Exercise material section start

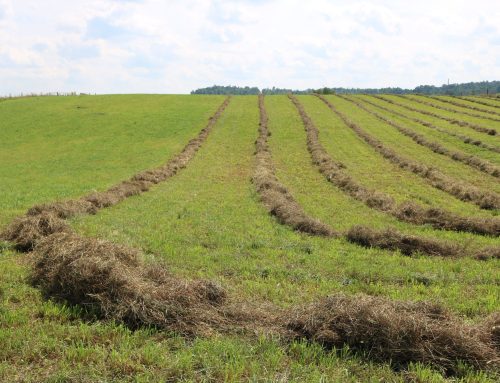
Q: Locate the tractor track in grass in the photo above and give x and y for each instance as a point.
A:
(477, 128)
(467, 193)
(114, 283)
(470, 107)
(463, 138)
(467, 159)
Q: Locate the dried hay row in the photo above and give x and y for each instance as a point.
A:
(406, 211)
(471, 107)
(464, 139)
(480, 129)
(46, 219)
(476, 101)
(464, 192)
(273, 194)
(436, 147)
(111, 282)
(401, 332)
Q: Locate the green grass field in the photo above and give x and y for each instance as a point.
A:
(208, 222)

Exercise material section end

- **Instructions for the task**: Return the entries above exactly, skipping any images.

- **Answer section**:
Q: Locate the tractor track in grass in the photo above and give x and y for each instance as a point.
A:
(477, 128)
(467, 193)
(114, 283)
(470, 107)
(463, 138)
(467, 159)
Q: Locate the dried hay row in the photo above and give x and y for each instance as a point.
A:
(406, 211)
(471, 107)
(464, 139)
(480, 129)
(46, 219)
(476, 101)
(464, 192)
(273, 194)
(436, 147)
(111, 282)
(401, 332)
Q: Locate the green grass field in the photo above and give x and y for each instance as a point.
A:
(208, 222)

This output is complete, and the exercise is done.